Render the lines of the items below, from their beginning up to and including the line that contains "column 527, row 222", as a JSON list of strings with one string per line. Leave out blank lines and the pictures.

# start of Provided data

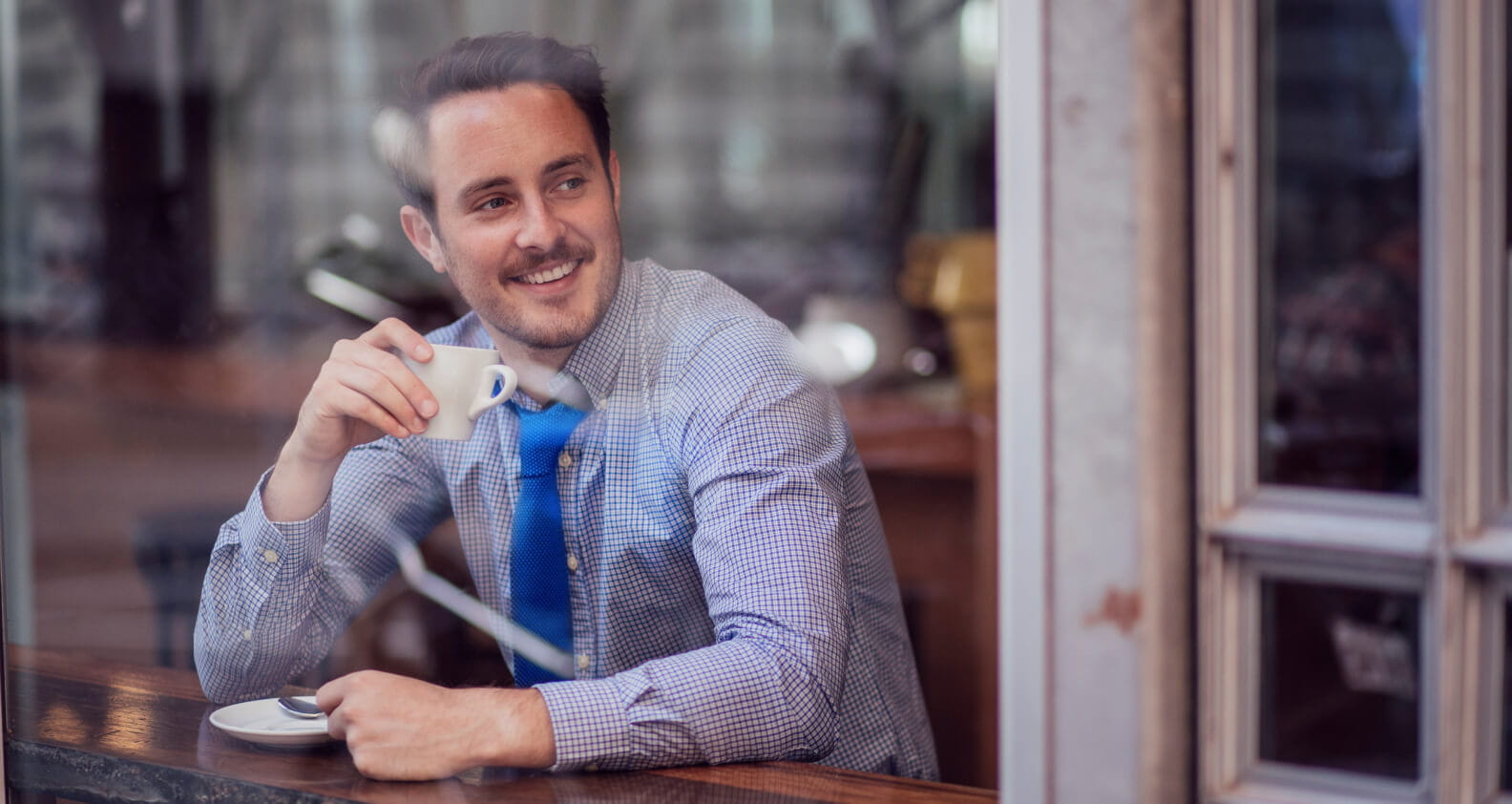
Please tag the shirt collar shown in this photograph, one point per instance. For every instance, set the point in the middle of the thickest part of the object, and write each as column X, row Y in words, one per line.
column 596, row 360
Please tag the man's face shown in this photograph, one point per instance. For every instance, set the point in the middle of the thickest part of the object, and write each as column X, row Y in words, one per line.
column 527, row 222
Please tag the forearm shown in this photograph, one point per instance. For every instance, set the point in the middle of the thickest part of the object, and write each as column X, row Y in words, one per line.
column 732, row 702
column 243, row 647
column 298, row 485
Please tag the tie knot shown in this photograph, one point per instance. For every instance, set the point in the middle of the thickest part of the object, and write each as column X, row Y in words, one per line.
column 543, row 434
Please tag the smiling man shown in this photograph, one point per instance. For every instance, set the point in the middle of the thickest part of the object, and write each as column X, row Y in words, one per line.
column 714, row 560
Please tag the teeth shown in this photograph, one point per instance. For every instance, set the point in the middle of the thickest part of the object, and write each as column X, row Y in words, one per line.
column 551, row 275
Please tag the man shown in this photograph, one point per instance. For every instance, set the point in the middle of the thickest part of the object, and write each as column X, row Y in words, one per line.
column 730, row 593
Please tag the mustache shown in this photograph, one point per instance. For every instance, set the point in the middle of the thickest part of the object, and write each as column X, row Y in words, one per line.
column 559, row 253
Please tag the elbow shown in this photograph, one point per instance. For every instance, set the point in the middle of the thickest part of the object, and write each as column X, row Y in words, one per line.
column 821, row 733
column 817, row 728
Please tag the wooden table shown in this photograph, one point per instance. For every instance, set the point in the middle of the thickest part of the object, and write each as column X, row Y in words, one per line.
column 91, row 730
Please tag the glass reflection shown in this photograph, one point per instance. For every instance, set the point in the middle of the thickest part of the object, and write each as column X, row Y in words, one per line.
column 1340, row 677
column 1506, row 695
column 1340, row 132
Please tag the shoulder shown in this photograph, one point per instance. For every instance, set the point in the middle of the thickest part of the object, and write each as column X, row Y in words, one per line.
column 691, row 311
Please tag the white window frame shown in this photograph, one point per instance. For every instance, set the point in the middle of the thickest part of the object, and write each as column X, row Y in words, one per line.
column 1457, row 536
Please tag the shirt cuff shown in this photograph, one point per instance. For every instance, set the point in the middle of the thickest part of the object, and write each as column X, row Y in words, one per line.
column 590, row 726
column 302, row 540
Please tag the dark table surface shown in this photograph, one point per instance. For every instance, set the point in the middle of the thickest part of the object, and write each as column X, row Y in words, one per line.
column 91, row 730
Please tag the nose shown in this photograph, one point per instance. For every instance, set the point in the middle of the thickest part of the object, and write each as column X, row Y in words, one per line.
column 540, row 227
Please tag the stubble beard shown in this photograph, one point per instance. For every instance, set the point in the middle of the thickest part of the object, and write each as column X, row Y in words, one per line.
column 551, row 328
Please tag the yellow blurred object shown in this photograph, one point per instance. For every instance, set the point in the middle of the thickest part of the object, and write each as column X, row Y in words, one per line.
column 956, row 277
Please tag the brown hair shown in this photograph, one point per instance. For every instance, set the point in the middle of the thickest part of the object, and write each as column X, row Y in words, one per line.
column 494, row 62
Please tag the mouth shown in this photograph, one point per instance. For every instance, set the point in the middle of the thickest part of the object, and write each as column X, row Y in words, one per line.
column 551, row 274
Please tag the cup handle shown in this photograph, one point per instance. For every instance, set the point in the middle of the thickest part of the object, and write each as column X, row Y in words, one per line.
column 484, row 399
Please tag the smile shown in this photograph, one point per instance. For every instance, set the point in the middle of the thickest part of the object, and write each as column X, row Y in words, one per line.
column 552, row 274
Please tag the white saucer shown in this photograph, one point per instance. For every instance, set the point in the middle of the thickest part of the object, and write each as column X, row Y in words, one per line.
column 263, row 721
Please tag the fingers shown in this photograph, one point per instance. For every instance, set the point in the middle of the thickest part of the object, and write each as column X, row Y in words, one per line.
column 365, row 383
column 388, row 393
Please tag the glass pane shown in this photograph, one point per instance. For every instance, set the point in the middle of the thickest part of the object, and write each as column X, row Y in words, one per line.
column 1340, row 292
column 196, row 209
column 1506, row 695
column 1340, row 677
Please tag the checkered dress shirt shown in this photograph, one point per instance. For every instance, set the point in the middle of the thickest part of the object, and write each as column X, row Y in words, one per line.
column 732, row 596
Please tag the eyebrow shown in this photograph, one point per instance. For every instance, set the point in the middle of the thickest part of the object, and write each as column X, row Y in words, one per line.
column 505, row 181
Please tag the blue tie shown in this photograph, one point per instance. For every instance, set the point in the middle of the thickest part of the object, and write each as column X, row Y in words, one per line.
column 538, row 554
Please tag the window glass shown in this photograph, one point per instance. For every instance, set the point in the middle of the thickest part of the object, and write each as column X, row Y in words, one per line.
column 1340, row 677
column 199, row 209
column 1506, row 695
column 1340, row 267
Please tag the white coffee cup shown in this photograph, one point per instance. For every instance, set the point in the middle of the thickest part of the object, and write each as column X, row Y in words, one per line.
column 463, row 380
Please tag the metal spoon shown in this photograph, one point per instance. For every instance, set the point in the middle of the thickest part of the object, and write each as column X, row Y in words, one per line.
column 302, row 708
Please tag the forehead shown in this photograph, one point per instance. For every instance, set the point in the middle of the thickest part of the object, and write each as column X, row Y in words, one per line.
column 519, row 129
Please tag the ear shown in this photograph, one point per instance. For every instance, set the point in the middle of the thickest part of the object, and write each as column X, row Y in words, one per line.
column 422, row 236
column 614, row 180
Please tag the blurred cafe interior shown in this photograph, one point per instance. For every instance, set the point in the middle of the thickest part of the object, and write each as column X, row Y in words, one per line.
column 197, row 209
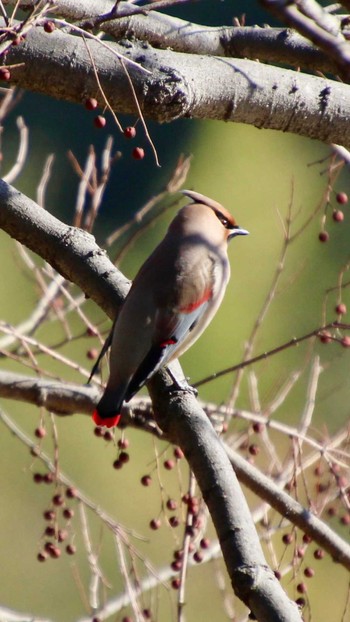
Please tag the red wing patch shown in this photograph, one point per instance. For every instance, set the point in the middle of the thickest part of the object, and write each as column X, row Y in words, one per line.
column 168, row 342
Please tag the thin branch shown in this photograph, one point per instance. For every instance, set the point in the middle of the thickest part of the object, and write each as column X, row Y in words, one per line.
column 264, row 355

# end of Provided data

== Complete output ==
[
  "Please tag the shirt collar shown in this photograph, one point per instance. For every instance, set the point in the middle of the thickest part of the object, and write each as column X, row Y in words, one per line.",
  "column 596, row 360",
  "Please tag the man's face shown in this photograph, one point per instance. For every instance, set the point in the middle of the thickest part of the object, and write each as column X, row Y in words, one per line.",
  "column 527, row 222"
]